* Start Supplied data *
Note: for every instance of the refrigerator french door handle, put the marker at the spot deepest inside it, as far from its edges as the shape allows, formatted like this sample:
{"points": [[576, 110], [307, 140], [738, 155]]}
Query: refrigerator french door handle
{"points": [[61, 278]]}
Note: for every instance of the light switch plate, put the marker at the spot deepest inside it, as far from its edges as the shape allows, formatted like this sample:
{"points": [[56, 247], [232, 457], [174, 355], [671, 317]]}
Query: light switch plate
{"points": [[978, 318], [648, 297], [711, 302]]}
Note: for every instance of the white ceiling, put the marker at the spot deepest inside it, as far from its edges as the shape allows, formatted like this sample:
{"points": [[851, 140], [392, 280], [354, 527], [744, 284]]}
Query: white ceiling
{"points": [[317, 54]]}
* End Supplied data *
> [What the task asks]:
Lay out every line of the rows above as a numbered list, skipping any blank lines.

> [Reply to the task]:
1. Note: for every instance of the refrigerator french door handle, put the marker at the spot deepest inside it, as far from its edges as the shape allows, formatted like this sample:
2. {"points": [[576, 110], [307, 140], [738, 155]]}
3. Query: refrigerator french door handle
4. {"points": [[61, 278]]}
5. Note: for every instance of the light switch plate, put the marker at the spot deepest inside it, as far from its edges as the shape allows, formatted like this sample:
6. {"points": [[56, 247], [232, 457], [174, 355], [671, 317]]}
7. Query: light switch plate
8. {"points": [[978, 318], [648, 297], [711, 302]]}
9. Note: for every instance of the white ceiling, put the marker at the spot deepest inside it, as far from its edges as the shape allows, formatted like this sample:
10. {"points": [[851, 140], [392, 280], [354, 527], [744, 284]]}
11. Query: white ceiling
12. {"points": [[317, 54]]}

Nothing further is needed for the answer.